**Source document**:
"""
Emilio Notte (30 January 1891 – 7 July 1982) was an Italian painter, active in a Futurist style.

==Biography==
Notte's parents were originally from Vicenza, but he was born in Ceglie Messapica, in the region of Apulia. From there, by 1906, he was sent to Naples to study at the Neapolitan Academy of Fine Arts, directed by Vincenzo Volpe. From there, he moved to Florence, where he worked under Adolfo De Carolis. But also encountered the elder Giovanni Fattori, and encountered the painters Giovanni Michelucci, Attilio Cavallini, Plinio Nomellini, Galileo Chini, Curzio Malaparte, Dino Campana and Ardengo Soffici.

At the age of 21 years, he exhibited at the tenth Venice Biennale. In 1913–1914, he joined common circles with futurists painters, such as Umberto Boccioni, Filippo Tommaso Marinetti, Carlo Carrà, and Aldo Palazzeschi. He joined the first World War effort, and was wounded in combat.

At the beginning of 1918, Notte moved to Milan, where he often attended Margherita Sarfatti's salon of artists. He then clashed with Mussolini who, jealous of Sarfatti, saw him as a potential rival.

In 1923 Notte won a competition at the Liceo Artistico di Venezia; in 1924, after winning a national award, he moved to Rome. He returned to Naples in 1929, and worked there the rest of his life. He donated many of his works to the town of Ceglie, housed in a Pinacoteca named after him.
"""
**What to do**:
1 - In the Emilio Notte biography, at what age did he exhibit at the tenth Venice Biennale?
2 - Set down, word for word, the part of the Emilio Notte biography that opens with "At the age of" and closes with "wounded in combat.".

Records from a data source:
"""
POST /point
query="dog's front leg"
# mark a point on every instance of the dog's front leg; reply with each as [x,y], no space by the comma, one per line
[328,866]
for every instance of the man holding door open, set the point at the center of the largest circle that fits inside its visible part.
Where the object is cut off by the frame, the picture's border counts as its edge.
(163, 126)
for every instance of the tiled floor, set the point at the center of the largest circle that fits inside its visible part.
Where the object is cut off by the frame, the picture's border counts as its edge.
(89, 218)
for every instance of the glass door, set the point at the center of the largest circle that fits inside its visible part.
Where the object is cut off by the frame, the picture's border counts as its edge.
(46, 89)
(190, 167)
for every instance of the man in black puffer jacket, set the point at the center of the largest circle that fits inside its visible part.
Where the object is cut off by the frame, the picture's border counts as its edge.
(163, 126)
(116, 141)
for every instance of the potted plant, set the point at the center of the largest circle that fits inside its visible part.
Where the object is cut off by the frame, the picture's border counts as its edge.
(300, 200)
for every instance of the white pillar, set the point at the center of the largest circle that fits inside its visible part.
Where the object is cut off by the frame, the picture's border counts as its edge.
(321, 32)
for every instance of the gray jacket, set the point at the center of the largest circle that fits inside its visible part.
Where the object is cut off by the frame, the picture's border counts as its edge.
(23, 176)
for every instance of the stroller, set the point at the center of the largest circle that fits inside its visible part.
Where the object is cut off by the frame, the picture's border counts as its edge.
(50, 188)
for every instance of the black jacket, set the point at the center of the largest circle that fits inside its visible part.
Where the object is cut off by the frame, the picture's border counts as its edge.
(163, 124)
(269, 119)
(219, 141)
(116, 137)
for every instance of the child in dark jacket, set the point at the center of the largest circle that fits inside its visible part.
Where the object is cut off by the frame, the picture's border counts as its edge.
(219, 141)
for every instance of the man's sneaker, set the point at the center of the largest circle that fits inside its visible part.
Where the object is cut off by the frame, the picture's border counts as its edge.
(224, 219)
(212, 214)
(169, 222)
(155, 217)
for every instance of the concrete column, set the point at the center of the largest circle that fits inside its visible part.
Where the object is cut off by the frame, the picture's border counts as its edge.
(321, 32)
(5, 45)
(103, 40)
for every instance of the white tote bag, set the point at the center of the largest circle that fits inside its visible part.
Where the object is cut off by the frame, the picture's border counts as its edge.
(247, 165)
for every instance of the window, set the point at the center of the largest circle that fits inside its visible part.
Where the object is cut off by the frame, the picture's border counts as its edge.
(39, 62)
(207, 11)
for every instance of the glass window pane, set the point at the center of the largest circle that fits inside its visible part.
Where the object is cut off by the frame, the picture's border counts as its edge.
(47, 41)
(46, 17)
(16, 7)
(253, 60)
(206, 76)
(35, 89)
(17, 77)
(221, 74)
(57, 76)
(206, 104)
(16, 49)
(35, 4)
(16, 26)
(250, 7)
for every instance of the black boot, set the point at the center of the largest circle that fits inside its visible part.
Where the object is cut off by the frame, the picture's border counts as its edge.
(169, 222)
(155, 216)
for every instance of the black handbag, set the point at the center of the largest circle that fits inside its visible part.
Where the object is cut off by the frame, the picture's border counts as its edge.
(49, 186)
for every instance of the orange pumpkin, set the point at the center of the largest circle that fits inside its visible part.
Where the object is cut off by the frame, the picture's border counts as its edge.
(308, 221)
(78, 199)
"""
**Solutions to the problems**:
1 - He was 21 years old.

2 -
At the age of 21 years, he exhibited at the tenth Venice Biennale. In 1913–1914, he joined common circles with futurists painters, such as Umberto Boccioni, Filippo Tommaso Marinetti, Carlo Carrà, and Aldo Palazzeschi. He joined the first World War effort, and was wounded in combat.